* 引用原文
# 将原图处理为Crop后的图像

更新：
- 210607: 图像shape为`(height, width, channel)`，但labelme格式的points中坐标存储为`(x, y)`，其中x对应宽边，y对应高边，需要注意。
- 210608: 训练报错: ERROR - The testing results of the whole dataset is empty.
 - 参考<a>https://www.pythonf.cn/read/171511</a>可能是边框不能和图像边界重叠。
 - 可能是被crop边界截断的标注的点阵顺序有问题，采用每次处理三个点（若处于同一条直线则删除中间点）的方式处理一下。
- 210611: 注意circle标注本就只有两个点
- 210611: 注意每次处理点的时候要进行`deepcopy`，`.copy()`只能复制一层，无法复制子对象

In [10]:

import os
import json
import numpy as np
import glob
import shutil
from sklearn.model_selection import train_test_split
np.random.seed(41)

import math
from PIL import Image
import matplotlib.pyplot as plt
import cv2
import copy

import labelme.utils as lu


def originImageLoader(image_path):
    with open(image_path, encoding='utf-8') as json_file:
        labelmeJson = json.load(json_file)
        
        image = lu.img_b64_to_arr(labelmeJson['imageData'])
        image = image.astype(np.uint8)

        return image

#0为背景
dataset = 'skin'  # face, skin

if dataset == 'face':
    classname_to_id = {"brow": 1, "nose": 2, "mouth": 3}
    labelme_path = "E:/dataset/face/labelme/"
    saved_coco_path = "E:/dataset/face/"
elif dataset == 'skin':
    classname_to_id = {"closed_comedo": 1, "open_comedo": 2, "papule": 3, "pustule": 4, "nodule": 5,
        "atrophic_scar": 6, "hypertrophic_scar": 7, "melasma": 8, "nevus": 9, "other": 10}
    labelme_path = "E:/data_raw/skin/labelme"
    saved_coco_path = "E:/dataset/skin/"
    
class Lableme2CoCo:

    def __init__(self):
        self.images = []
        self.annotations = []
        self.categories = []
        self.img_id = 0
        self.ann_id = 0

    def save_coco_json(self, instance, save_path):
        json.dump(instance, open(save_path, 'w', encoding='utf-8'), ensure_ascii=False, indent=1)  # indent=2 更加美观显示

    def to_coco(self, json_path_list):
        '''
        由json文件构建COCO，不包括数据强化augment
        '''
        self._init_categories()
        for json_path in json_path_list:
            obj = self.read_jsonfile(json_path)

* 所给数据
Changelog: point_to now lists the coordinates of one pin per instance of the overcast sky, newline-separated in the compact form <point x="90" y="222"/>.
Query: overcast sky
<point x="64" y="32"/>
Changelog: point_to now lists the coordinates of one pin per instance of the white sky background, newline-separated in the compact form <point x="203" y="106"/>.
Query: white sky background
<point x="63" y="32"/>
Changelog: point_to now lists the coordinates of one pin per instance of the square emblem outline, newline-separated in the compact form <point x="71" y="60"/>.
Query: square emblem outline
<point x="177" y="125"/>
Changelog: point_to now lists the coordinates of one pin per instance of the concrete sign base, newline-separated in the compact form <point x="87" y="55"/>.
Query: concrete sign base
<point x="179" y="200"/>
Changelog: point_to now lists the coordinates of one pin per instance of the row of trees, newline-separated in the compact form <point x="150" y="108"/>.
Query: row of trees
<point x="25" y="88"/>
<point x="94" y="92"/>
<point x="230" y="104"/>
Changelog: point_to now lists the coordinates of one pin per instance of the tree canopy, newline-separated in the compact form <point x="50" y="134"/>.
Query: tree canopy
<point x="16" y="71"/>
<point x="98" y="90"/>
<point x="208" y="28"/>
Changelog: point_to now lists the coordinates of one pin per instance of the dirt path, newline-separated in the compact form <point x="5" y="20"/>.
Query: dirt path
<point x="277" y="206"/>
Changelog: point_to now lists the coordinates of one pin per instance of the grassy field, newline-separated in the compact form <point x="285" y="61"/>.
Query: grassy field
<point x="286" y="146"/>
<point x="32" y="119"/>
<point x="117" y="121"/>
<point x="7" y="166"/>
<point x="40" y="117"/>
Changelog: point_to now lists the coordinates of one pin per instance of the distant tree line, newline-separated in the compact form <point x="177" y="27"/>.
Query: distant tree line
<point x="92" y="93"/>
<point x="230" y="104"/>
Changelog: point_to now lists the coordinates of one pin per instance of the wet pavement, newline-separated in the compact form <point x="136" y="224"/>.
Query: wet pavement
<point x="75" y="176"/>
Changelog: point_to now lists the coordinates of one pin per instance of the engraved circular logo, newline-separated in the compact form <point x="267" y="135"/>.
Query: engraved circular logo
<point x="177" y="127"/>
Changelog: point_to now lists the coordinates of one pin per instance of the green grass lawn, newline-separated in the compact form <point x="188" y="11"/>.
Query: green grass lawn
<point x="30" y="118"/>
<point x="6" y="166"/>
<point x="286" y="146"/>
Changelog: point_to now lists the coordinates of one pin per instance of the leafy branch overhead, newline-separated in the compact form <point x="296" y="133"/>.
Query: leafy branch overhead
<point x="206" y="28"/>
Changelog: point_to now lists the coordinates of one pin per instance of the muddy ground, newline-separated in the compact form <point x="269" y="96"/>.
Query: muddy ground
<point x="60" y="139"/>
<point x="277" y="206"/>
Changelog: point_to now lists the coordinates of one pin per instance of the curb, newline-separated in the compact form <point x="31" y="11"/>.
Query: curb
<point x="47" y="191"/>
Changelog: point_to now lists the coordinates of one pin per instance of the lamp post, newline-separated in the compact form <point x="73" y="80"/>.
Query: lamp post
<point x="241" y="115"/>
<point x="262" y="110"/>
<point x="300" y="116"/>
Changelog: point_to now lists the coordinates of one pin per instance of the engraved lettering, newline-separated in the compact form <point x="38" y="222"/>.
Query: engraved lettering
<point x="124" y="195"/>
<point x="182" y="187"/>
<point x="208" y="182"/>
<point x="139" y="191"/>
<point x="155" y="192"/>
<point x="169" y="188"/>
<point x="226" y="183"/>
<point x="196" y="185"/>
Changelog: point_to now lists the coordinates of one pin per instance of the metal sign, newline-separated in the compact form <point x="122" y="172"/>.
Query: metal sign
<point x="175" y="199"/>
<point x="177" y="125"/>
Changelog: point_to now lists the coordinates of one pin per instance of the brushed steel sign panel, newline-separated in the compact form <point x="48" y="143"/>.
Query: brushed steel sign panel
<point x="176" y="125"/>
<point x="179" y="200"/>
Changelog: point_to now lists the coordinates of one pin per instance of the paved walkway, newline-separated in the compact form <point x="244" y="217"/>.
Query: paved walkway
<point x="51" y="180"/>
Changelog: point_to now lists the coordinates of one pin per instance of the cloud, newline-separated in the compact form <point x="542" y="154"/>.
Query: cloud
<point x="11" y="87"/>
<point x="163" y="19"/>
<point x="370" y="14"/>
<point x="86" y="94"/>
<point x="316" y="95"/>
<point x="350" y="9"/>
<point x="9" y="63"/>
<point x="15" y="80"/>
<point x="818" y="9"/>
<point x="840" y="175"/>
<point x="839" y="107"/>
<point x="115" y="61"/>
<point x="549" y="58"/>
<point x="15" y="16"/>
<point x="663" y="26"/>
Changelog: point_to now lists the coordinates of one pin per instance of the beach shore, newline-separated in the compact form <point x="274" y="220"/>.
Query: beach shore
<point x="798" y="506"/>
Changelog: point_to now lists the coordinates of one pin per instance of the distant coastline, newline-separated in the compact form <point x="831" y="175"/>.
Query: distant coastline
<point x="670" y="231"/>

* 待办事项
1 – 逐字引用关于图像裁剪的原文，从“- 参考<a>https:/”开始，一直到“np.random.seed(41)”为止。
2 – 从关于图像裁剪的原文最后一行之后接着往下续写。

* 书面作答
1 –
- 参考<a>https://www.pythonf.cn/read/171511</a>可能是边框不能和图像边界重叠。
 - 可能是被crop边界截断的标注的点阵顺序有问题，采用每次处理三个点（若处于同一条直线则删除中间点）的方式处理一下。
- 210611: 注意circle标注本就只有两个点
- 210611: 注意每次处理点的时候要进行`deepcopy`，`.copy()`只能复制一层，无法复制子对象

In [10]:

import os
import json
import numpy as np
import glob
import shutil
from sklearn.model_selection import train_test_split
np.random.seed(41)

2 –
            # 处理图像信息
            self.images.append(self._image(obj, json_path))
            # 处理标注信息
            shapes = obj['shapes']
            for shape in shapes:
                annotation = self._annotation(shape)
                self.annotations.append(annotation)
                self.ann_id += 1
            self.img_id += 1
        instance = {}
        instance['info'] = 'spytensor created'
        instance['license'] = ['license']
        instance['images'] = self.images
        instance['annotations'] = self.annotations
        instance['categories'] = self.categories
        return instance
    
    def to_aug_coco(self, json_path_list, img_save_pre):
        '''
        由json文件构建COCO，不包括数据强化augment
        '''
        print('to_aug_coco start')
        self._init_categories()
        for json_path in json_path_list:
            print('handling: ', json_path)
            obj = self.read_jsonfile(json_path)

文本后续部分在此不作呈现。